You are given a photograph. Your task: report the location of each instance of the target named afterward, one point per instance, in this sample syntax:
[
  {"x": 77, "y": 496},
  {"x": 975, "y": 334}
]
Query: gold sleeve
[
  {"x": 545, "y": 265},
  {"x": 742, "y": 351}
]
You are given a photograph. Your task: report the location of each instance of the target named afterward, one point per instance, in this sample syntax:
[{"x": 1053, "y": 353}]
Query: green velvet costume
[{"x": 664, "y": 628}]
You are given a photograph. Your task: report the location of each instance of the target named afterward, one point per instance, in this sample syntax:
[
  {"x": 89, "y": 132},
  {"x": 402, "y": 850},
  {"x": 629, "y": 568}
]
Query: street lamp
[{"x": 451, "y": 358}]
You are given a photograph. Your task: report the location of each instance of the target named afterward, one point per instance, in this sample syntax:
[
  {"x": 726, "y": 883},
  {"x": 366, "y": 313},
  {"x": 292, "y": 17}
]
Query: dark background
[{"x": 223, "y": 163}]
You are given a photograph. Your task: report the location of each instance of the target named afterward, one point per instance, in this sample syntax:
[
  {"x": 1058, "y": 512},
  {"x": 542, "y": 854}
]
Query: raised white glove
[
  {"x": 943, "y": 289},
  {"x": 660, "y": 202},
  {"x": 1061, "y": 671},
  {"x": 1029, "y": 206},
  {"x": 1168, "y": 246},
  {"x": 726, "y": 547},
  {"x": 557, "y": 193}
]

---------------

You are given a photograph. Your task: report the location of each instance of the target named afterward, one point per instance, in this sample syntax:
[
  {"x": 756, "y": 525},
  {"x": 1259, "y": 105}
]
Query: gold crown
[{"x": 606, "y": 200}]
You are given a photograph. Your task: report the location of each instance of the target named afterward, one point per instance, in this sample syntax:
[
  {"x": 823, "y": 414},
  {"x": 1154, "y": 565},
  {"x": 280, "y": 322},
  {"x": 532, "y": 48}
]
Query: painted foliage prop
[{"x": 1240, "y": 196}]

---------------

● **Task details**
Locate each line in the items above that contains the string "Query" and copy those lines out.

● **The output**
Query: gold sleeve
Query: green velvet costume
Query: street lamp
Query: dark background
Query: raised white glove
Query: gold crown
Query: painted foliage prop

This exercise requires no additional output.